### Work to complete
Determine which lines of the records include the word "open", and copy them.

Start of Material provided

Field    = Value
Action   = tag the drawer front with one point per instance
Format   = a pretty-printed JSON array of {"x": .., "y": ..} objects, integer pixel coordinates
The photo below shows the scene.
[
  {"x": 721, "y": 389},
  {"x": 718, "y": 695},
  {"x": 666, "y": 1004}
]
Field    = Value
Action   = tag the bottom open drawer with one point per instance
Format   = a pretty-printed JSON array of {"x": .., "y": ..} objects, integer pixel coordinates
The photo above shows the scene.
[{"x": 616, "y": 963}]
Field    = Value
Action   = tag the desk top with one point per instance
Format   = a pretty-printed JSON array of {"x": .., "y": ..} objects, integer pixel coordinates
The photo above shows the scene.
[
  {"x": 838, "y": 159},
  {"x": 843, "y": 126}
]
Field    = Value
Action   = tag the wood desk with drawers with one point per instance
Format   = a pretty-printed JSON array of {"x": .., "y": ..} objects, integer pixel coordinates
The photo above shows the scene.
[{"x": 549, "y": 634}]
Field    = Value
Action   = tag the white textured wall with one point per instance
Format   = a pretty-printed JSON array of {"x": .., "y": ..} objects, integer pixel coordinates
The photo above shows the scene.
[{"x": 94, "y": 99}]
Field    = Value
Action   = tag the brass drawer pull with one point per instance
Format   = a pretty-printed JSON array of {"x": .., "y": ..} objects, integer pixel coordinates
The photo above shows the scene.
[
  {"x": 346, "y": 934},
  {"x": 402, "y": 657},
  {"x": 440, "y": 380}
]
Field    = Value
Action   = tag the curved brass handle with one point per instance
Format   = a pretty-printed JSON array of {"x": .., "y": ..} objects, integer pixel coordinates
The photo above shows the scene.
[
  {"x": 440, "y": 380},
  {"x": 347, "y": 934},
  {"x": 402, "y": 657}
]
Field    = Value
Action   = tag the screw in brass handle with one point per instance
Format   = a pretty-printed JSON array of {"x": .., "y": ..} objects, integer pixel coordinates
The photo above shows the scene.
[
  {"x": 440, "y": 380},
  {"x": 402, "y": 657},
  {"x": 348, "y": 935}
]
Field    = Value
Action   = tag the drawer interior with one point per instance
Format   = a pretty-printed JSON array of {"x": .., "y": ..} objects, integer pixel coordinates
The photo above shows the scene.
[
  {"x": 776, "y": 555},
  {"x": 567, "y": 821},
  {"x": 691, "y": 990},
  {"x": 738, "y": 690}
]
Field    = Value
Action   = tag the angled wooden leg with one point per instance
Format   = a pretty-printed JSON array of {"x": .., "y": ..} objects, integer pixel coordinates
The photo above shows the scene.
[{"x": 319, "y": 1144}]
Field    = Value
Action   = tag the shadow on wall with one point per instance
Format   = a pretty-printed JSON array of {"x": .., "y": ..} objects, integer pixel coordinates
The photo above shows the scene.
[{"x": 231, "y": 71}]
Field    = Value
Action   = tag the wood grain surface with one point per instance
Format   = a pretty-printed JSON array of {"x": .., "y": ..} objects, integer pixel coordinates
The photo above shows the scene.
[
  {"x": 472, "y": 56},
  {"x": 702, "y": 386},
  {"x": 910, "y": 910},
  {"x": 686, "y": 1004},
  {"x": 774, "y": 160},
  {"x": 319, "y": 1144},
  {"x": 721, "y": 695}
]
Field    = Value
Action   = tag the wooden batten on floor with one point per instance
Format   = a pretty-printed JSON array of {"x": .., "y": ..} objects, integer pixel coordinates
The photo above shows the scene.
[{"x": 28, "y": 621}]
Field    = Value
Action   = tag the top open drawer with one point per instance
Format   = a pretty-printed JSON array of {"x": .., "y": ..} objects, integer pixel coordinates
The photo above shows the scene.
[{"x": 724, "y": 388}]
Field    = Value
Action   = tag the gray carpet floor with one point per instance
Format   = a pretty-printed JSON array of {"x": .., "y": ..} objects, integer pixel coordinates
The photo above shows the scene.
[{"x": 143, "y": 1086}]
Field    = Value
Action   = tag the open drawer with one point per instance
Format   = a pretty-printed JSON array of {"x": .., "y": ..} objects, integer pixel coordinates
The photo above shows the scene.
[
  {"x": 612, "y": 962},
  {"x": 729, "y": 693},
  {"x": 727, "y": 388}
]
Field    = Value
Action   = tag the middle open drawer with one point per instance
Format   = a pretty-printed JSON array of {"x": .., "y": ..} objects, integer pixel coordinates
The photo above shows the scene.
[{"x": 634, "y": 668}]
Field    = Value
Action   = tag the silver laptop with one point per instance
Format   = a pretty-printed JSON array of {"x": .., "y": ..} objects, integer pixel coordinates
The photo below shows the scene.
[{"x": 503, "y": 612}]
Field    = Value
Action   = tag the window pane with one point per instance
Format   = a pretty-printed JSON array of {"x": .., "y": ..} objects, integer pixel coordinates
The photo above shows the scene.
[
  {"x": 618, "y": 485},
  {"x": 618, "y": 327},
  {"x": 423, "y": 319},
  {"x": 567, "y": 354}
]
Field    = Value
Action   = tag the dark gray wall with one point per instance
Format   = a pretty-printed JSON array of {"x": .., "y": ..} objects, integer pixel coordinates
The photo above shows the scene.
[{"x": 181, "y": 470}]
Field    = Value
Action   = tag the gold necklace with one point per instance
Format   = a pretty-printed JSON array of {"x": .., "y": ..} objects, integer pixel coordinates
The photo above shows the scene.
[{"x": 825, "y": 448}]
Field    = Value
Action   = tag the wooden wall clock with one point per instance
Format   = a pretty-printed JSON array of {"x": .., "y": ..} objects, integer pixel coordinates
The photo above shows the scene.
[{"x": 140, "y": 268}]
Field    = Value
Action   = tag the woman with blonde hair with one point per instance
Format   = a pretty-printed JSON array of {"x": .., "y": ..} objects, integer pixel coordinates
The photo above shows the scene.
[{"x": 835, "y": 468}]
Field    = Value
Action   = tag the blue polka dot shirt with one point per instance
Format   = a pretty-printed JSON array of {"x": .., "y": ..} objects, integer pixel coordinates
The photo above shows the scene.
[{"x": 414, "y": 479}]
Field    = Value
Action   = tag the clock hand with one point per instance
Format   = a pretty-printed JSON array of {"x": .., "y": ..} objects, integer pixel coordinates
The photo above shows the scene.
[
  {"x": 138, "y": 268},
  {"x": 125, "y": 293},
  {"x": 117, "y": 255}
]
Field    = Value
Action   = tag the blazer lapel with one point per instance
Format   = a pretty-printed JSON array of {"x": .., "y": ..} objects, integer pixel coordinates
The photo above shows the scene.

End of Material provided
Start of Material provided

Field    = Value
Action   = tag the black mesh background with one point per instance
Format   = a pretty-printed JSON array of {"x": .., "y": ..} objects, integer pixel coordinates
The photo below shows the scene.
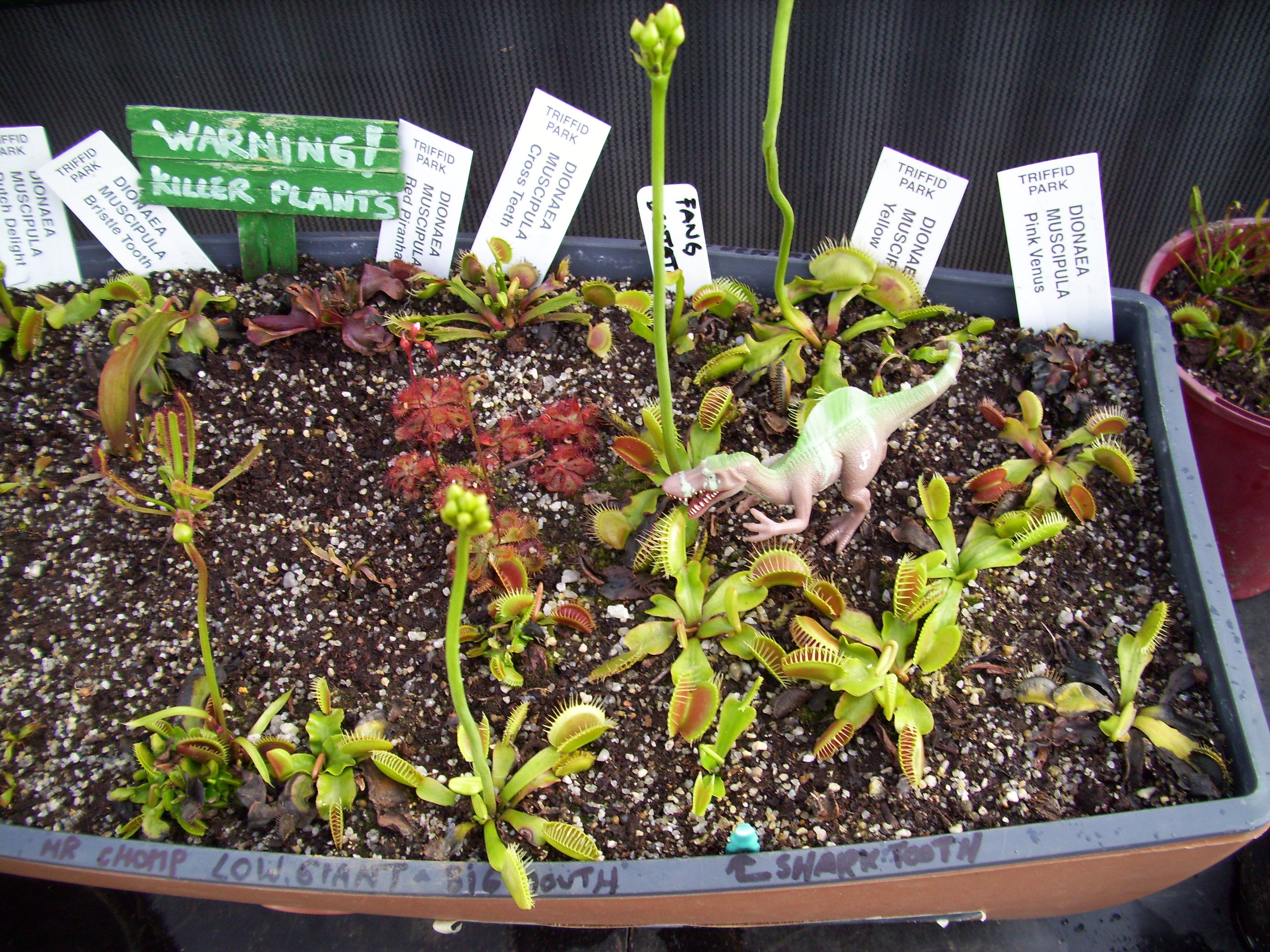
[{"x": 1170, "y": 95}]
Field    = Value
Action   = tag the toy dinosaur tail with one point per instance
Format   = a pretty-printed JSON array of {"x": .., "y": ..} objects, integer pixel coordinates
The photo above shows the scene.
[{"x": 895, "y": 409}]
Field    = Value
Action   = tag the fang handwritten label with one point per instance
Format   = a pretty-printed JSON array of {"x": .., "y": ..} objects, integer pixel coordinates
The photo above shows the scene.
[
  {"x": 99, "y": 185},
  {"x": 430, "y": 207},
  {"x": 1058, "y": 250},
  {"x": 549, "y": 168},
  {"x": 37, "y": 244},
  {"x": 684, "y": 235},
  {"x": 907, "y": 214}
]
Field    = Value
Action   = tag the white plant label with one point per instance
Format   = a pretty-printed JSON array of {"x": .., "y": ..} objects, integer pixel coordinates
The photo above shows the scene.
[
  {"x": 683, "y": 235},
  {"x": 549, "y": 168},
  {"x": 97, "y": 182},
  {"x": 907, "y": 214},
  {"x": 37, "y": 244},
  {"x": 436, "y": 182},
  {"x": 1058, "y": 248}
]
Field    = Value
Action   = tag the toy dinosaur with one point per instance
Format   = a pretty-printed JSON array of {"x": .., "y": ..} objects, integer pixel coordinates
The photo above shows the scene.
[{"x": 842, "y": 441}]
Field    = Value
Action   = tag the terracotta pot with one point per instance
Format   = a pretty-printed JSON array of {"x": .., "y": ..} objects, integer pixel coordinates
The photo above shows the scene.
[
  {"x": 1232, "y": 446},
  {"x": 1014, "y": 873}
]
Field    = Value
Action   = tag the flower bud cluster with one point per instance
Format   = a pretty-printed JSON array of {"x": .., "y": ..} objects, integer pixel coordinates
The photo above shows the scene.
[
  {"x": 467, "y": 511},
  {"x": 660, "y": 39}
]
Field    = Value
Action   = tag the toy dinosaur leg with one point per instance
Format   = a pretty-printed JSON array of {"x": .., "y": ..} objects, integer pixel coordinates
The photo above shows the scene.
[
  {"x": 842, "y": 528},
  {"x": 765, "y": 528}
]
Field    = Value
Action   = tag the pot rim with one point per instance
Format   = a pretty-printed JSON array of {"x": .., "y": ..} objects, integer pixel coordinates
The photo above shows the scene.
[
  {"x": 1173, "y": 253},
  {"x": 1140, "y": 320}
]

End of Material provided

### The completed task
Action   = tag the bottom open drawer with one point per instance
Action   = tag the top open drawer with one point per instance
Action   = tag the open drawer with one point per instance
Action   = tag the middle open drawer with one point per instance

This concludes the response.